[Point labeling examples]

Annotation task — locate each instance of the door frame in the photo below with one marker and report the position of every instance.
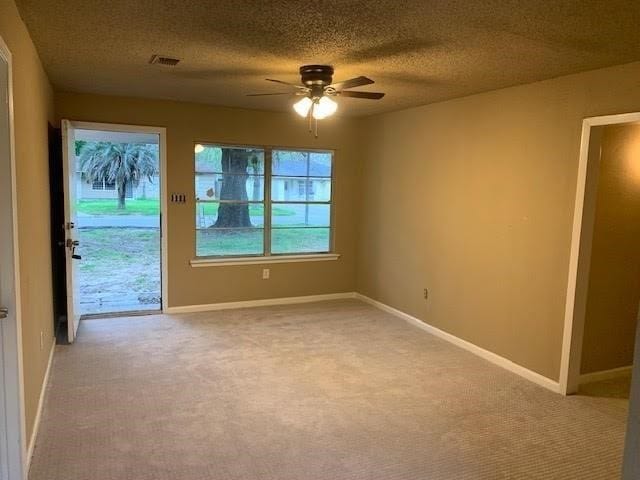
(580, 258)
(164, 240)
(12, 337)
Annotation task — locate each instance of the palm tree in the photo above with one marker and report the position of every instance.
(121, 164)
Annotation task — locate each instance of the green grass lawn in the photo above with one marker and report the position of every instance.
(118, 264)
(110, 207)
(213, 242)
(152, 207)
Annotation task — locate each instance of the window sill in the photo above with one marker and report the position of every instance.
(225, 262)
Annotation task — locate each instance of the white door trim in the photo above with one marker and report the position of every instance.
(575, 300)
(12, 346)
(164, 240)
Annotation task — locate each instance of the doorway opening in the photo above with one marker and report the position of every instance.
(114, 199)
(603, 292)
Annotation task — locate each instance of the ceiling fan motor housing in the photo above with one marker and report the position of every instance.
(320, 75)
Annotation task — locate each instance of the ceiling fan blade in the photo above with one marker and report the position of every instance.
(367, 95)
(264, 94)
(352, 82)
(284, 83)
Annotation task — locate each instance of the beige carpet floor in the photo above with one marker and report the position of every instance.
(334, 390)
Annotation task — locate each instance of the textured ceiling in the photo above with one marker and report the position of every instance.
(417, 51)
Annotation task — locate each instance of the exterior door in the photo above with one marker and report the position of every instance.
(11, 417)
(72, 256)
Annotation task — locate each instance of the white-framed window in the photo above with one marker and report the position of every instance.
(262, 201)
(103, 185)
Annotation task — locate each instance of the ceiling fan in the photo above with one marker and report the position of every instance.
(316, 90)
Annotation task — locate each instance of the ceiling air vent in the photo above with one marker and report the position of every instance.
(160, 60)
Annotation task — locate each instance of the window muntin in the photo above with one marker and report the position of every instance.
(237, 215)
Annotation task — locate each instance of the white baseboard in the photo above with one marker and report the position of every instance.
(259, 303)
(481, 352)
(36, 422)
(606, 374)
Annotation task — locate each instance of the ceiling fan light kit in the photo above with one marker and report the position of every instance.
(317, 89)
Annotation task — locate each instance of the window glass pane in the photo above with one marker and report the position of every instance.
(300, 240)
(229, 241)
(300, 215)
(229, 215)
(301, 164)
(295, 189)
(220, 186)
(219, 159)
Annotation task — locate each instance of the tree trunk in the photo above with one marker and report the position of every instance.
(122, 193)
(234, 187)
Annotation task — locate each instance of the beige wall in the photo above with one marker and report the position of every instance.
(33, 108)
(614, 278)
(473, 198)
(187, 123)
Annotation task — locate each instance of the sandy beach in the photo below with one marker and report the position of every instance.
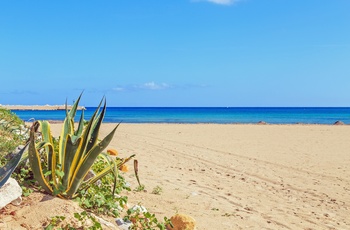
(38, 107)
(241, 176)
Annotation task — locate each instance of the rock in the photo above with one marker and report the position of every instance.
(123, 225)
(11, 192)
(182, 222)
(91, 174)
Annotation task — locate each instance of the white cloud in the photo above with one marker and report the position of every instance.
(145, 86)
(118, 89)
(154, 86)
(220, 2)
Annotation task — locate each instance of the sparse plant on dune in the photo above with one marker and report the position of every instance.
(60, 168)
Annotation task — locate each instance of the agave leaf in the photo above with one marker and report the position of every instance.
(70, 159)
(79, 131)
(85, 164)
(7, 170)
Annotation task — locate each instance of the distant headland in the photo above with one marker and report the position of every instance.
(39, 107)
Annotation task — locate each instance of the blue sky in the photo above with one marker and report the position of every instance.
(176, 52)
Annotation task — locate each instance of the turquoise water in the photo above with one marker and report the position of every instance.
(220, 115)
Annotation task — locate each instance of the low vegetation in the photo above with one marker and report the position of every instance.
(61, 167)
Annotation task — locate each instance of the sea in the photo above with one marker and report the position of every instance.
(192, 115)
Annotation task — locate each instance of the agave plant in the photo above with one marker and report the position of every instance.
(60, 170)
(7, 170)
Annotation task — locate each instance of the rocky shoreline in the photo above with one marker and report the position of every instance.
(38, 107)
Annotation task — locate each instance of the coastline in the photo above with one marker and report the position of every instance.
(240, 176)
(39, 107)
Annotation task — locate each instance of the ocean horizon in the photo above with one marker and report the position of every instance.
(217, 115)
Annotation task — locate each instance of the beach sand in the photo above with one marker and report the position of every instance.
(240, 176)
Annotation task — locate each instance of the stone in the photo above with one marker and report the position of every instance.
(123, 225)
(11, 192)
(182, 222)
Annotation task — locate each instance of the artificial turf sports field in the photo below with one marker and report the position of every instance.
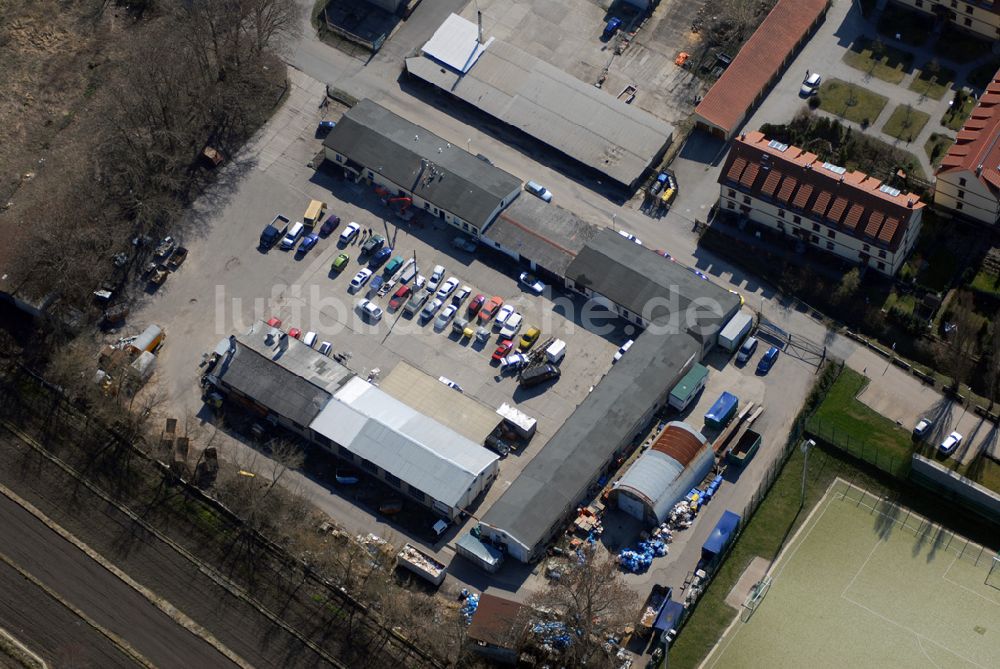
(864, 583)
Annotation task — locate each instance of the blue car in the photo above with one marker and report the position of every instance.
(308, 242)
(380, 257)
(767, 362)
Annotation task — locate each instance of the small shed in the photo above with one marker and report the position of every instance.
(722, 411)
(688, 387)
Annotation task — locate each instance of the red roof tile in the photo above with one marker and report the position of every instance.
(757, 63)
(863, 205)
(977, 147)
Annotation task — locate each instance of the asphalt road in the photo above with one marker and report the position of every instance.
(90, 588)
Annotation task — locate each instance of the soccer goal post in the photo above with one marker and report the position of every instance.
(757, 593)
(993, 575)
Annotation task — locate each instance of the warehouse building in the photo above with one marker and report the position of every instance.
(618, 140)
(678, 460)
(588, 446)
(376, 146)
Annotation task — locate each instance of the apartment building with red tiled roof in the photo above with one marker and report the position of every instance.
(968, 180)
(758, 65)
(849, 214)
(981, 17)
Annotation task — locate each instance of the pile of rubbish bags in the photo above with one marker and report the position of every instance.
(639, 560)
(470, 605)
(552, 634)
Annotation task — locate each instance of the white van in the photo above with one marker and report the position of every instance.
(294, 232)
(746, 351)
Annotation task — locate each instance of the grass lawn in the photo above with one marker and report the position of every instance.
(879, 60)
(955, 117)
(936, 147)
(845, 422)
(905, 123)
(932, 81)
(987, 283)
(851, 102)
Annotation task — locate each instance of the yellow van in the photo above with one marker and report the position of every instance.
(314, 213)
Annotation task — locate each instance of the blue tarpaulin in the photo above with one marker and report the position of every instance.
(723, 410)
(670, 616)
(720, 536)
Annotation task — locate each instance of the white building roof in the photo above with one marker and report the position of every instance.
(456, 44)
(415, 448)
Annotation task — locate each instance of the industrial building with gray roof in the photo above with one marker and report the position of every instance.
(378, 145)
(604, 426)
(581, 121)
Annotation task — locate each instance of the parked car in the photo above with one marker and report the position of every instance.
(329, 225)
(810, 84)
(441, 322)
(476, 305)
(379, 257)
(308, 243)
(451, 384)
(490, 308)
(629, 236)
(529, 339)
(767, 361)
(372, 244)
(371, 311)
(460, 295)
(340, 262)
(437, 276)
(399, 297)
(505, 312)
(538, 191)
(622, 350)
(923, 428)
(503, 350)
(950, 443)
(448, 287)
(349, 233)
(531, 282)
(360, 279)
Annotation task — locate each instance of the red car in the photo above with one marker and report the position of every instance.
(503, 349)
(476, 304)
(399, 297)
(490, 308)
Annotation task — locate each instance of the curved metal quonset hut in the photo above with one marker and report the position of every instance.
(678, 460)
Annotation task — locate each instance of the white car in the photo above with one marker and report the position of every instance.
(950, 443)
(629, 236)
(436, 277)
(451, 384)
(360, 279)
(370, 310)
(444, 317)
(512, 326)
(447, 288)
(350, 232)
(623, 350)
(506, 311)
(810, 84)
(460, 296)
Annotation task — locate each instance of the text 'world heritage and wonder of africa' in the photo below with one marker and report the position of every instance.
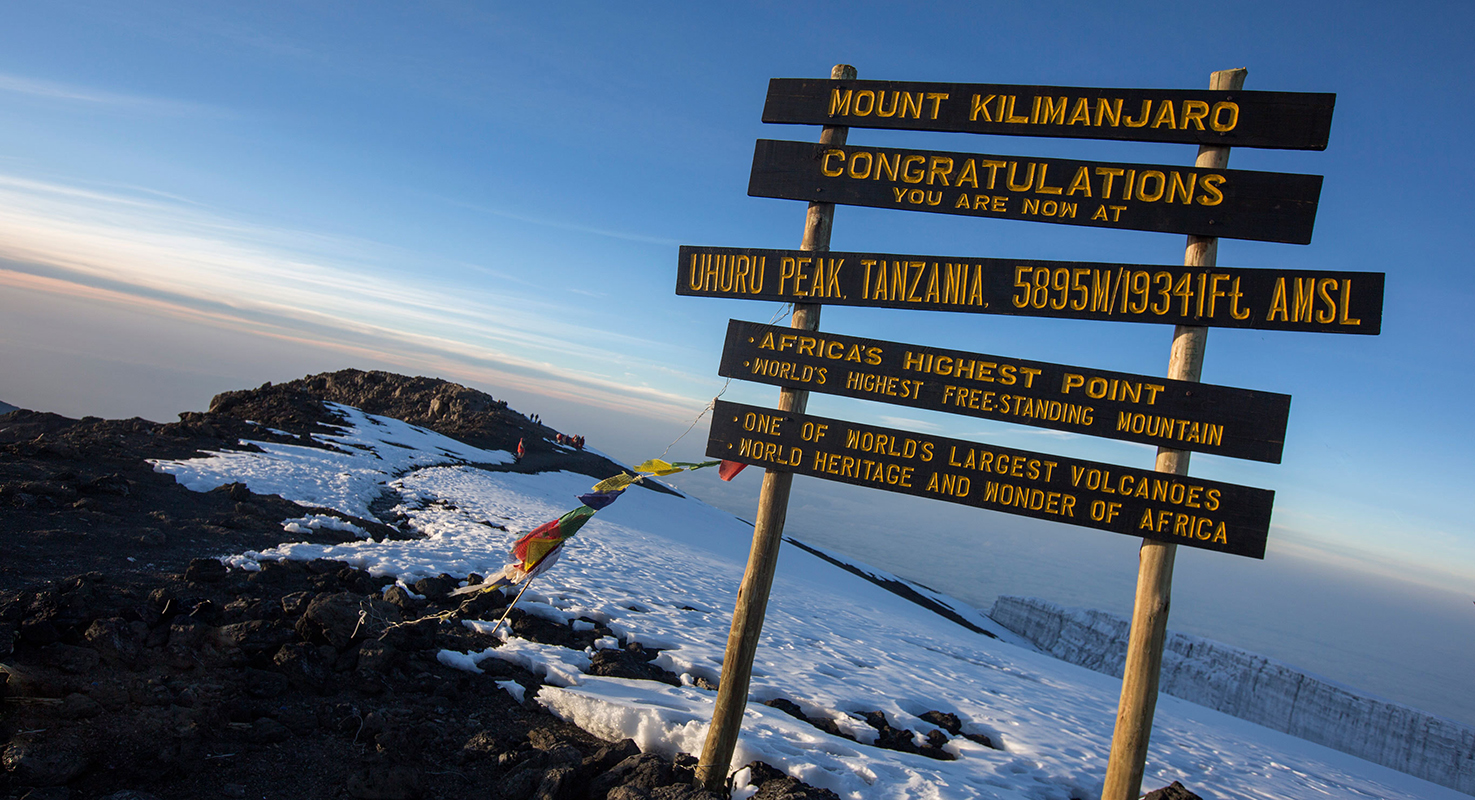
(1137, 502)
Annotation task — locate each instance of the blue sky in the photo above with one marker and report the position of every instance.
(201, 197)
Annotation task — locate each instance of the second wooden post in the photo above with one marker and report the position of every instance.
(1149, 614)
(767, 532)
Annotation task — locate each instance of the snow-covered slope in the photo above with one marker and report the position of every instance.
(1260, 690)
(663, 570)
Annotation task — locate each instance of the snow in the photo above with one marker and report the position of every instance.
(1260, 690)
(663, 570)
(314, 521)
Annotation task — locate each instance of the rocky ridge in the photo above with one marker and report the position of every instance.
(133, 667)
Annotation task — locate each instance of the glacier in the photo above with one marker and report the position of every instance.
(1258, 690)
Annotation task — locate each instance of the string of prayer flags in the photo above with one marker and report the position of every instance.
(539, 549)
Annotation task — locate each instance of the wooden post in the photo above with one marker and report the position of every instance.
(1149, 614)
(767, 532)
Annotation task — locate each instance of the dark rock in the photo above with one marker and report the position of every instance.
(303, 666)
(556, 784)
(434, 589)
(108, 484)
(608, 756)
(266, 684)
(519, 784)
(760, 774)
(944, 721)
(645, 771)
(983, 740)
(410, 636)
(205, 570)
(375, 657)
(685, 791)
(34, 763)
(117, 641)
(39, 632)
(80, 706)
(1171, 791)
(620, 663)
(255, 636)
(295, 602)
(788, 707)
(483, 746)
(385, 783)
(325, 566)
(70, 659)
(400, 598)
(267, 731)
(344, 619)
(791, 788)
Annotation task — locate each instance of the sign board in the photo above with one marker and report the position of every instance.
(1136, 502)
(1286, 120)
(1112, 405)
(1236, 204)
(1219, 297)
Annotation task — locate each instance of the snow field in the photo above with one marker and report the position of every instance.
(663, 570)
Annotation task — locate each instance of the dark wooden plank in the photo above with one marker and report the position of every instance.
(1236, 204)
(1136, 502)
(1283, 120)
(1154, 411)
(1219, 297)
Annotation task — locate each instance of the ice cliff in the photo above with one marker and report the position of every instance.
(1258, 690)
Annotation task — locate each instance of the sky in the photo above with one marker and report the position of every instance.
(205, 197)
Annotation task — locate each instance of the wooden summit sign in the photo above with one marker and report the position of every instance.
(1236, 204)
(1137, 502)
(1220, 297)
(1286, 120)
(1114, 405)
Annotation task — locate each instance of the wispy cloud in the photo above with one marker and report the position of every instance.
(179, 260)
(95, 98)
(562, 225)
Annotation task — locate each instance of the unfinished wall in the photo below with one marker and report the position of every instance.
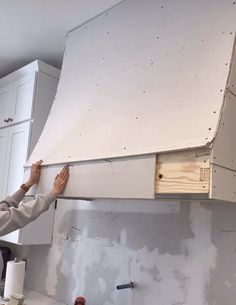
(178, 253)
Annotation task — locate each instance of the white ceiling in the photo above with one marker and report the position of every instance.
(31, 29)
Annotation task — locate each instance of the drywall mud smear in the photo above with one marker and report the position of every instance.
(144, 77)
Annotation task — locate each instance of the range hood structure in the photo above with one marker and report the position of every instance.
(146, 104)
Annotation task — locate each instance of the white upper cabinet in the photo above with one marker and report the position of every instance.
(17, 148)
(6, 98)
(23, 98)
(3, 154)
(26, 96)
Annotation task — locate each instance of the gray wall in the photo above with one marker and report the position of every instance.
(176, 252)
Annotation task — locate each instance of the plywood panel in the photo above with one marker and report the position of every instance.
(223, 184)
(183, 172)
(141, 78)
(126, 178)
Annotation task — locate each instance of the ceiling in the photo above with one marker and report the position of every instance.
(33, 29)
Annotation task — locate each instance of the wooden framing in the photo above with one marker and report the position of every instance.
(183, 172)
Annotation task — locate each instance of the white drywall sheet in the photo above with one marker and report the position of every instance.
(120, 178)
(145, 77)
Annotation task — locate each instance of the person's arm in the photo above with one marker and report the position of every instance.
(13, 218)
(19, 195)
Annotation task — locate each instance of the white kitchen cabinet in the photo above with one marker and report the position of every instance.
(3, 154)
(6, 96)
(17, 149)
(26, 97)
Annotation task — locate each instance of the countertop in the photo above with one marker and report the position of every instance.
(35, 298)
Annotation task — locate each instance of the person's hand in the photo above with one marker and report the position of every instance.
(61, 181)
(34, 174)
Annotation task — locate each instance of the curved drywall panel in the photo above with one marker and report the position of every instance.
(145, 77)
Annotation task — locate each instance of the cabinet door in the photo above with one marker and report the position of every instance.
(6, 94)
(23, 99)
(3, 156)
(17, 151)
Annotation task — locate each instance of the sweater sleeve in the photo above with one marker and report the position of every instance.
(15, 217)
(12, 200)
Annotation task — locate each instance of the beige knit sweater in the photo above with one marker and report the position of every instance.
(14, 216)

**WORK TO DO:**
Copy out every line of the listing, requests included, from the line containing "Annotation task — locate each instance of the person's hand" through the final line. Shift each coordinate in the answers by -59.

**TASK SOLUTION:**
Annotation task — locate each instance of the person's hand in the photo above with one marker and report the position of every instance.
(2, 122)
(-25, 115)
Annotation task — locate each instance of the curved drywall panel in the photo above with one marker and report the position of every instance.
(86, 18)
Annotation task — locate each instance of the cabinet door in the photo above with one marker and report the position of every instance.
(-53, 35)
(-36, 40)
(-56, 97)
(-42, 92)
Annotation task — locate each instance of the sweater sleeve in the photo above with one marker and report the position of every instance.
(-44, 158)
(-47, 141)
Annotation task — locate each instance of the beige knit sweater in the photo above with one marker and report the position of every instance.
(-45, 157)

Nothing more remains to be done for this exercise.